**What you need to do:** Below are records; work out how many of their lines hold the string "neck" and give that number alone.

**Data extracted from a collection:**
###

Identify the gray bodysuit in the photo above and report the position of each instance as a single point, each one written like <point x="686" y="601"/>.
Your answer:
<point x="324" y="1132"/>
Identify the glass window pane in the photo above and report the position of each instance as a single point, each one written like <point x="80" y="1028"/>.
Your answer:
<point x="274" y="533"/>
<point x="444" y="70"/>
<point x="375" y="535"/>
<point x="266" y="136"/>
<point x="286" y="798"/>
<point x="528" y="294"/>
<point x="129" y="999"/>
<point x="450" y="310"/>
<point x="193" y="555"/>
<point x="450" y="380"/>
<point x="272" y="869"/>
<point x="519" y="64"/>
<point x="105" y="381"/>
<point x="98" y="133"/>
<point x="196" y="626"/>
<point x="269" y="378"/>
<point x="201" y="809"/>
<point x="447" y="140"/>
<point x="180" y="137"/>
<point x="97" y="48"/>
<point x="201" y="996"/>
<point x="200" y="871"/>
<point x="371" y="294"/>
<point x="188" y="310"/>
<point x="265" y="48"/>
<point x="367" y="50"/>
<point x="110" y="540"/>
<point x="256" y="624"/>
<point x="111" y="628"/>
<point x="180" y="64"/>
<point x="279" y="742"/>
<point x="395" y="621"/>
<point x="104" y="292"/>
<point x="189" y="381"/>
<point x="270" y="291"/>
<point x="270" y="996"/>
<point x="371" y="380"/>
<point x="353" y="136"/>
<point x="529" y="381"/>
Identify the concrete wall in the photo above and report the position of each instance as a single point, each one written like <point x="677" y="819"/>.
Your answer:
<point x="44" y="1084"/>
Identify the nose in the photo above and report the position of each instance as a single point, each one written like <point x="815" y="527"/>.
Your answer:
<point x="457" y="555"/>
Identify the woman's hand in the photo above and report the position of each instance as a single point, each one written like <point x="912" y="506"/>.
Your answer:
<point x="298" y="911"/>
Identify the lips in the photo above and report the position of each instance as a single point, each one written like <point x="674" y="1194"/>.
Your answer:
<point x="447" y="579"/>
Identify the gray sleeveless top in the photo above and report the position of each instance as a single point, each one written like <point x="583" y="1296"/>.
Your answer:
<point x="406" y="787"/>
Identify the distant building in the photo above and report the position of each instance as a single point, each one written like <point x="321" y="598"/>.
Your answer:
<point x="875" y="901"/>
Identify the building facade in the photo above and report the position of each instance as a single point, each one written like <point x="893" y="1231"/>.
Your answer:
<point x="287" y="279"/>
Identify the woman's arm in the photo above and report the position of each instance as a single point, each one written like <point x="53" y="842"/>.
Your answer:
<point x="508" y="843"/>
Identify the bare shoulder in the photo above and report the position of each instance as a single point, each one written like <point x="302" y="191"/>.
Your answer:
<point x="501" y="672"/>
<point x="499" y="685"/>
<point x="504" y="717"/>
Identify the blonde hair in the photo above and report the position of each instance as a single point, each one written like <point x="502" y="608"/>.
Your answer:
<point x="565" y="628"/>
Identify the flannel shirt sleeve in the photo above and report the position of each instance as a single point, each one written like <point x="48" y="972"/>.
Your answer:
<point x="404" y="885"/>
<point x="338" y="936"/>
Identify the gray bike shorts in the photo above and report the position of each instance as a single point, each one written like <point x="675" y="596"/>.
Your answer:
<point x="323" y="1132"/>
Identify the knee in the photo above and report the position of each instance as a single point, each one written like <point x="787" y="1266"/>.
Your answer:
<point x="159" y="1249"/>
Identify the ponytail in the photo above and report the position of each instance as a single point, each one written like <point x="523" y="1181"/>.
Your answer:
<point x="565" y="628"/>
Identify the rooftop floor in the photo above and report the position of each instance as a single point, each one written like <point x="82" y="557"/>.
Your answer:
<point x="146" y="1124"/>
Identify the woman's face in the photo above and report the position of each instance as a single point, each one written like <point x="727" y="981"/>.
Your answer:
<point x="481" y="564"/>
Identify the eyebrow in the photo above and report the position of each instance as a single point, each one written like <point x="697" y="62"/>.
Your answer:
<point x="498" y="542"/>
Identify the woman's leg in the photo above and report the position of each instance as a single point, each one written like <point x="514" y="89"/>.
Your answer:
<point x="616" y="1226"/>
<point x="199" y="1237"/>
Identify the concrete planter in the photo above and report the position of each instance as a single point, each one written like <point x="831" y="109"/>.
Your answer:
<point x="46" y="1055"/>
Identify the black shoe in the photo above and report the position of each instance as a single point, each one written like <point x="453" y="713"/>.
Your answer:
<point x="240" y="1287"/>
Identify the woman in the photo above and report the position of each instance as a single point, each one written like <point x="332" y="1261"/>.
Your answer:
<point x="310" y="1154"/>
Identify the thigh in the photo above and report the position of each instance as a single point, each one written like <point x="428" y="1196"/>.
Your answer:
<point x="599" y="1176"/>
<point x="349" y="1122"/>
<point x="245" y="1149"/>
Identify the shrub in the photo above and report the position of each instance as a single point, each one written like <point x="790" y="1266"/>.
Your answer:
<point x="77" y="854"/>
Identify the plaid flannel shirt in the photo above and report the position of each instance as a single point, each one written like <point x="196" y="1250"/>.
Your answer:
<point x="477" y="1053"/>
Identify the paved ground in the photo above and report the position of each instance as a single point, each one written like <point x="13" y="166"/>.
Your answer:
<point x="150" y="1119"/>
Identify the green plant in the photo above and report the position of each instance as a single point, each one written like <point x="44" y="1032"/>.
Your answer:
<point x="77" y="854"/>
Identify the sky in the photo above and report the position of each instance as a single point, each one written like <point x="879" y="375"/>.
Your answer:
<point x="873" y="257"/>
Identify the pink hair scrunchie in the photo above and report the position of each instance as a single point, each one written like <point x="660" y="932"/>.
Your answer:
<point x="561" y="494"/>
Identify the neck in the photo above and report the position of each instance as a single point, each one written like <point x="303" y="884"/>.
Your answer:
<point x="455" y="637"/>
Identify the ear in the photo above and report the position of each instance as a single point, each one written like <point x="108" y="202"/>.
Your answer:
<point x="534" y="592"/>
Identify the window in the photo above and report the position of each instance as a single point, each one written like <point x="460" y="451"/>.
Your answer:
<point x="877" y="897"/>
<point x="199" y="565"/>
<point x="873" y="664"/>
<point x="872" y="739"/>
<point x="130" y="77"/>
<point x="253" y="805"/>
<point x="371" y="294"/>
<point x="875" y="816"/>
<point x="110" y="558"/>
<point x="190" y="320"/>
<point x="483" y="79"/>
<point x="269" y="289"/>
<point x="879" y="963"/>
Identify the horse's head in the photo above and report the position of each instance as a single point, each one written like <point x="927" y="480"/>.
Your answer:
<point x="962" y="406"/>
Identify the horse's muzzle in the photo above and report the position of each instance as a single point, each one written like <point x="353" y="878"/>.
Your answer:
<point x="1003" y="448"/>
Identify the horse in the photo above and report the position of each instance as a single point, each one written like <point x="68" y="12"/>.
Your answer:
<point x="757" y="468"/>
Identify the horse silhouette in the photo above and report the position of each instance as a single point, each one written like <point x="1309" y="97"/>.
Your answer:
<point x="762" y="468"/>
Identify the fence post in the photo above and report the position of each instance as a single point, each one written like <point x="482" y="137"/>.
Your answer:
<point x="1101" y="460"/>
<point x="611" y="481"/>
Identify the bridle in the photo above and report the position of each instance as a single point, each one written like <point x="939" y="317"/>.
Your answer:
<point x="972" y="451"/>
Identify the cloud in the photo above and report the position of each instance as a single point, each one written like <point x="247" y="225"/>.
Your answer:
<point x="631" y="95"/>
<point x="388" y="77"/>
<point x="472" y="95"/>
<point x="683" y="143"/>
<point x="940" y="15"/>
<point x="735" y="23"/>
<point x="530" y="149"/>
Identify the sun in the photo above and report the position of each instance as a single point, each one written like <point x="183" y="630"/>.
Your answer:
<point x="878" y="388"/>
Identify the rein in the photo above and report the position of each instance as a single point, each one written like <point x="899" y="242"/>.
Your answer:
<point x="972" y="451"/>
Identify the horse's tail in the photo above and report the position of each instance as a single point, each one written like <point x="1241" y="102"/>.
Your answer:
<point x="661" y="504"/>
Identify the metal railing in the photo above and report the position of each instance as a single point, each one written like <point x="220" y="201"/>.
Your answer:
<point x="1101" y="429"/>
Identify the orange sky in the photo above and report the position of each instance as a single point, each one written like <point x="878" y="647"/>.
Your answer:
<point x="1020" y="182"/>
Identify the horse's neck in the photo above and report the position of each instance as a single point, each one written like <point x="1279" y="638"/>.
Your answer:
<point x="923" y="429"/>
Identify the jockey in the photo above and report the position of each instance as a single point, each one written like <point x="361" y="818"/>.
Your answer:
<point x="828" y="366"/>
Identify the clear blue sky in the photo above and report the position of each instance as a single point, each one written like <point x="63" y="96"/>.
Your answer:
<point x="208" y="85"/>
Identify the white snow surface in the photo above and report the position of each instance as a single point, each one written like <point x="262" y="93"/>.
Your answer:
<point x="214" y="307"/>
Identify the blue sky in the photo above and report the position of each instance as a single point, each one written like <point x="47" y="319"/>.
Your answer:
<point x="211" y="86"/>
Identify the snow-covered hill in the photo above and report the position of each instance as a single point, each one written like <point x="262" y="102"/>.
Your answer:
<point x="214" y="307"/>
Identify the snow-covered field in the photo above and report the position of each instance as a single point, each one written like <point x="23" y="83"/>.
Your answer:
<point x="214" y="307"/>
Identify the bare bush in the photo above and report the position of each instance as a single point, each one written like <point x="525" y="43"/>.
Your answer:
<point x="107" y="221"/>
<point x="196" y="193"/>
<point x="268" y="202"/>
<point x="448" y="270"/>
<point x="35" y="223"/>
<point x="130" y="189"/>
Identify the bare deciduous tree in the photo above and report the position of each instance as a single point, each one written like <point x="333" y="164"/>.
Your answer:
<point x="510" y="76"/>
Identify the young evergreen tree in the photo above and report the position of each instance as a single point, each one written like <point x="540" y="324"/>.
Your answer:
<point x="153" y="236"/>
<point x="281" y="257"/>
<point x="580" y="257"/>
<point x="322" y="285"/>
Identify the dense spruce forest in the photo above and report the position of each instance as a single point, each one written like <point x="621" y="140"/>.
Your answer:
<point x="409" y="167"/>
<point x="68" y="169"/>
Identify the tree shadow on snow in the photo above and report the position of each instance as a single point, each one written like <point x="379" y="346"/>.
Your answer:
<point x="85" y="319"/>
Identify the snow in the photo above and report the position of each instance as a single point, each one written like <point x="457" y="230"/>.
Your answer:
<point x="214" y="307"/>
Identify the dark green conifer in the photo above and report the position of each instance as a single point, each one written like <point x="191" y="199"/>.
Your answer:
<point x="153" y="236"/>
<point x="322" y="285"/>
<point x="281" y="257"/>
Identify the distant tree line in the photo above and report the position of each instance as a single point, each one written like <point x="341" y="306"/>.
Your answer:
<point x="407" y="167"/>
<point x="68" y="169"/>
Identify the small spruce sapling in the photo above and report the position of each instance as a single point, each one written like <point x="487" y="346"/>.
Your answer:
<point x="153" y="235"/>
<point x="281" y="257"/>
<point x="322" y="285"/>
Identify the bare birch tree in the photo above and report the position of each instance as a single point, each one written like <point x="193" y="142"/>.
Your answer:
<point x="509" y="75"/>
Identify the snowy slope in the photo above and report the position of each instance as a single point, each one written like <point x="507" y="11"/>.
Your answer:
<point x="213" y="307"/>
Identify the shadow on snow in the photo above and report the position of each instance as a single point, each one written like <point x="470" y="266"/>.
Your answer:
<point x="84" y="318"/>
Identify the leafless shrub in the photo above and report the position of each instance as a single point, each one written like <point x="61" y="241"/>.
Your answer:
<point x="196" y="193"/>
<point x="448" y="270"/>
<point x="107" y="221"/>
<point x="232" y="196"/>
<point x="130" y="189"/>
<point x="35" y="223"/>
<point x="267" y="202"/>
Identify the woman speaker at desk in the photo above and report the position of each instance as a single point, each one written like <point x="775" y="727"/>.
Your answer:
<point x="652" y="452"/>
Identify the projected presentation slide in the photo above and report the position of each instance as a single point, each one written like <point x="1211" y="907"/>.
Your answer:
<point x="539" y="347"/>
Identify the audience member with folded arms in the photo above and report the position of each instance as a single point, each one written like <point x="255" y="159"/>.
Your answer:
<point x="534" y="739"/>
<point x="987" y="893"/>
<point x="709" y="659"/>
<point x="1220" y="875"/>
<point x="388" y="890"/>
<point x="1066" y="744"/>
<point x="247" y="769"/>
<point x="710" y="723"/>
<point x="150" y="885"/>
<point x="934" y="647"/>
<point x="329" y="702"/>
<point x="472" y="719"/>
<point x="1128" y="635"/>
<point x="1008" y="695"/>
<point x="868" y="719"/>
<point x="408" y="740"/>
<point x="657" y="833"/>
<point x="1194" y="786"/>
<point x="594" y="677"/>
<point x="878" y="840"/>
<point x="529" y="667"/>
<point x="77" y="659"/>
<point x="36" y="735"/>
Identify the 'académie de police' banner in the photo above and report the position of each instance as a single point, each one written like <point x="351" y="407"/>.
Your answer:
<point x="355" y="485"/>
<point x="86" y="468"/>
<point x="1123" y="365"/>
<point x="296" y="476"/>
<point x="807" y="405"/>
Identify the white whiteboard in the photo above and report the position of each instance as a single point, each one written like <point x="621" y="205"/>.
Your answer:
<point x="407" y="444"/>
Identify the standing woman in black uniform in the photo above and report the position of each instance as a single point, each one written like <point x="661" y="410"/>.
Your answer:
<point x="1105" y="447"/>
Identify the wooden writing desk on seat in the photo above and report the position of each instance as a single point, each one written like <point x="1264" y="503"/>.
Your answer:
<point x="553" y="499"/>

###

**Answer:** 2